>> Start EXTRACTED INFORMATION

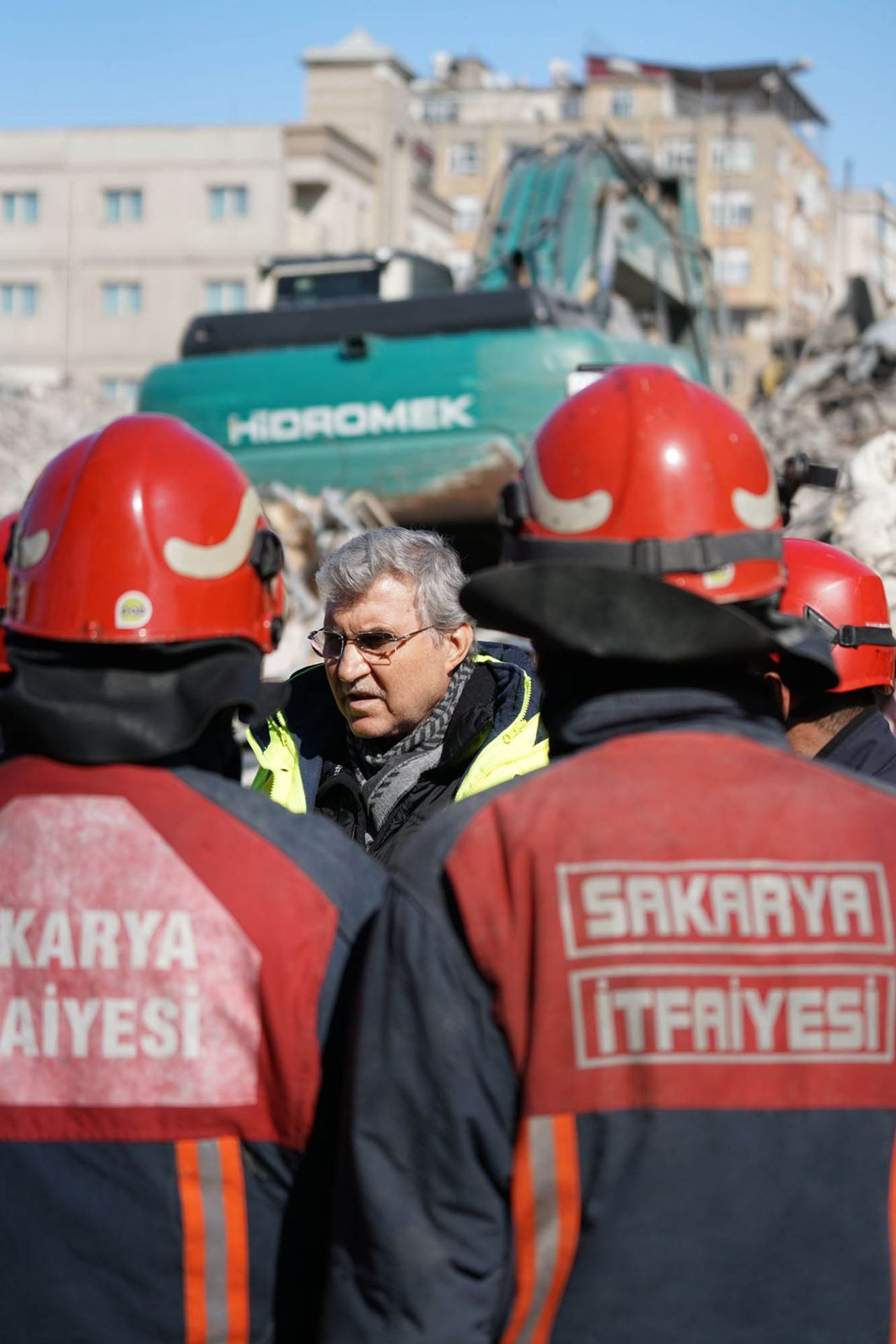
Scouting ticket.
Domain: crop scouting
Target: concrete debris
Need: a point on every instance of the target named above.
(38, 422)
(839, 406)
(862, 514)
(881, 336)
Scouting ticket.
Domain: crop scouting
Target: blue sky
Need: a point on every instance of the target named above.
(115, 62)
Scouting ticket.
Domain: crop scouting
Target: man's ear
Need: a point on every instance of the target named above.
(783, 698)
(457, 646)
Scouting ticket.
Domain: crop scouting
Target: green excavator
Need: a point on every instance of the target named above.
(429, 399)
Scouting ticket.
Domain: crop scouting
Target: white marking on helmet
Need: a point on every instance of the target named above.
(582, 515)
(758, 511)
(31, 550)
(194, 561)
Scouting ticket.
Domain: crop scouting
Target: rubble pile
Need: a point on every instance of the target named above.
(36, 424)
(311, 527)
(839, 408)
(840, 396)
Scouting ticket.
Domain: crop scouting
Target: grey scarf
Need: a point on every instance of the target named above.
(386, 777)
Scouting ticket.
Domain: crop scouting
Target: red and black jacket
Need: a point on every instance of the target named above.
(625, 1066)
(175, 962)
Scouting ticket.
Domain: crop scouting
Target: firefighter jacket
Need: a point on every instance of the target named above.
(496, 734)
(865, 747)
(175, 960)
(625, 1055)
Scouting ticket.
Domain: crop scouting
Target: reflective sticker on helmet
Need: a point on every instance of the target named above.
(578, 515)
(719, 579)
(757, 511)
(194, 561)
(133, 611)
(31, 550)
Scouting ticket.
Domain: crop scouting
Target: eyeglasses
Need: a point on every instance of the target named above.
(374, 646)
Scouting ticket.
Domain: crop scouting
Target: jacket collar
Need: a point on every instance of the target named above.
(743, 712)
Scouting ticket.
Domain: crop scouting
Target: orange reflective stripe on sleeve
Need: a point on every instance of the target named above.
(216, 1241)
(237, 1225)
(194, 1242)
(547, 1212)
(892, 1245)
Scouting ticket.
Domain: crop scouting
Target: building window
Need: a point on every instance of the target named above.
(466, 159)
(634, 148)
(122, 206)
(18, 300)
(121, 300)
(120, 390)
(227, 202)
(799, 234)
(440, 109)
(738, 319)
(731, 209)
(731, 153)
(466, 214)
(731, 265)
(225, 296)
(20, 207)
(622, 102)
(679, 153)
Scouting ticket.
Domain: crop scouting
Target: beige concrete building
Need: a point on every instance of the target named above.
(111, 241)
(762, 190)
(741, 132)
(862, 241)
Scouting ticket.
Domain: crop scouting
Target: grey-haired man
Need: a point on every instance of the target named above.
(407, 713)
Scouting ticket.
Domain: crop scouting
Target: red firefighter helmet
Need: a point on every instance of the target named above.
(846, 601)
(650, 472)
(146, 532)
(6, 538)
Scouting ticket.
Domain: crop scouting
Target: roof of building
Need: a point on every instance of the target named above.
(358, 49)
(716, 80)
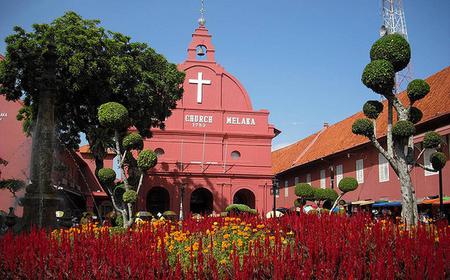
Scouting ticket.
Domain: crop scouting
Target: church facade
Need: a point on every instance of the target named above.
(215, 149)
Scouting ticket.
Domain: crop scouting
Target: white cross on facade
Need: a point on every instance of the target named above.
(200, 82)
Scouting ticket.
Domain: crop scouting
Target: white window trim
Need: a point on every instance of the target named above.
(308, 178)
(339, 173)
(360, 171)
(323, 179)
(426, 161)
(383, 164)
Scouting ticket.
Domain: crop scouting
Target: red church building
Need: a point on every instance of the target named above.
(325, 157)
(215, 149)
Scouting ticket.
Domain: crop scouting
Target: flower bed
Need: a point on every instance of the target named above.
(247, 247)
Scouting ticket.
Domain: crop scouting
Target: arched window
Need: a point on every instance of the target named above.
(159, 152)
(235, 155)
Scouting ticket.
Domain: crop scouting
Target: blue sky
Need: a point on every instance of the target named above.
(302, 60)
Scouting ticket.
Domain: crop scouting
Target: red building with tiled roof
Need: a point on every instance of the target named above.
(334, 152)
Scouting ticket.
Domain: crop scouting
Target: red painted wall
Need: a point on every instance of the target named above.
(371, 188)
(15, 148)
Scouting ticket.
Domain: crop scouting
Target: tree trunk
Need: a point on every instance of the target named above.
(409, 202)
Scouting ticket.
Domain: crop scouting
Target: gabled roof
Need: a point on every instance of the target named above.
(339, 137)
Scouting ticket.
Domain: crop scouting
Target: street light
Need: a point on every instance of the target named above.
(275, 193)
(182, 189)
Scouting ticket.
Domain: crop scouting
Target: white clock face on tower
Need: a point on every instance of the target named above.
(200, 82)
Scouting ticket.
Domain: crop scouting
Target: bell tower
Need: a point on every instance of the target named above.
(201, 47)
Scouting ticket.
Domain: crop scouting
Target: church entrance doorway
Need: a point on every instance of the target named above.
(244, 196)
(158, 200)
(201, 201)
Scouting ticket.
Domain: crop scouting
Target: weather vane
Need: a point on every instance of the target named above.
(202, 20)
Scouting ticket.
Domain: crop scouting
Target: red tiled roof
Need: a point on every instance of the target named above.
(339, 137)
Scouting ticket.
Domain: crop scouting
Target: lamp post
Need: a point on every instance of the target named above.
(274, 192)
(182, 189)
(441, 198)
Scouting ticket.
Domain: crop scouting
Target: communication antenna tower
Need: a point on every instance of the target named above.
(394, 22)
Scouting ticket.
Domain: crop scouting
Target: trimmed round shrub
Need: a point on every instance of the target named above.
(119, 220)
(129, 196)
(393, 48)
(299, 202)
(325, 194)
(169, 213)
(348, 184)
(372, 109)
(146, 159)
(417, 89)
(113, 115)
(415, 115)
(438, 160)
(379, 76)
(304, 190)
(403, 129)
(107, 176)
(133, 141)
(432, 140)
(363, 127)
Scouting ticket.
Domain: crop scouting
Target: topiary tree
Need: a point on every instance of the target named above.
(347, 184)
(305, 192)
(322, 195)
(114, 116)
(391, 54)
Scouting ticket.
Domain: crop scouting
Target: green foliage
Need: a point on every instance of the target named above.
(325, 194)
(438, 160)
(133, 141)
(119, 220)
(348, 184)
(403, 129)
(372, 109)
(113, 115)
(239, 208)
(129, 196)
(169, 213)
(417, 89)
(146, 160)
(304, 190)
(393, 48)
(415, 115)
(94, 66)
(363, 127)
(379, 75)
(106, 176)
(299, 202)
(12, 185)
(432, 140)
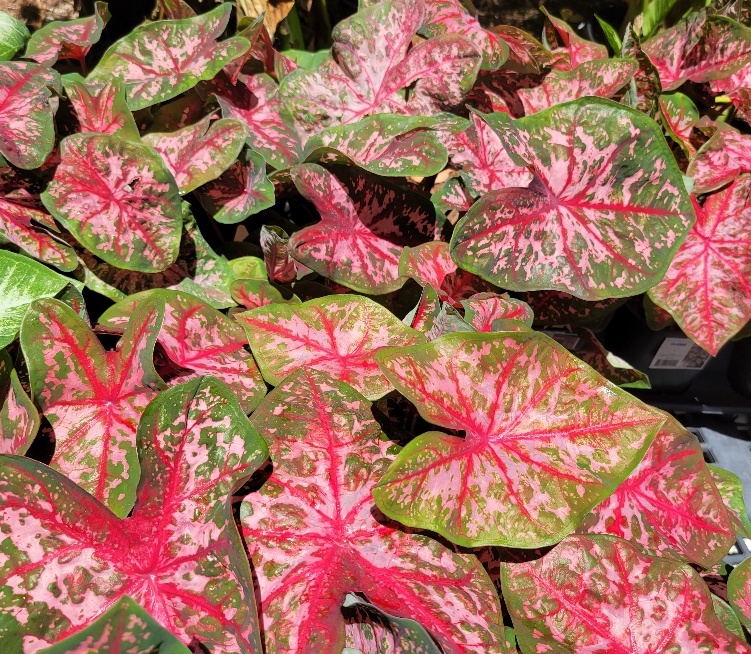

>> End EXTRACTED INFORMATION

REQUIRED TASK:
Tally the lines of the records that contain the string "facade", counting only exact case matches, and give the number alone.

RESPONSE:
2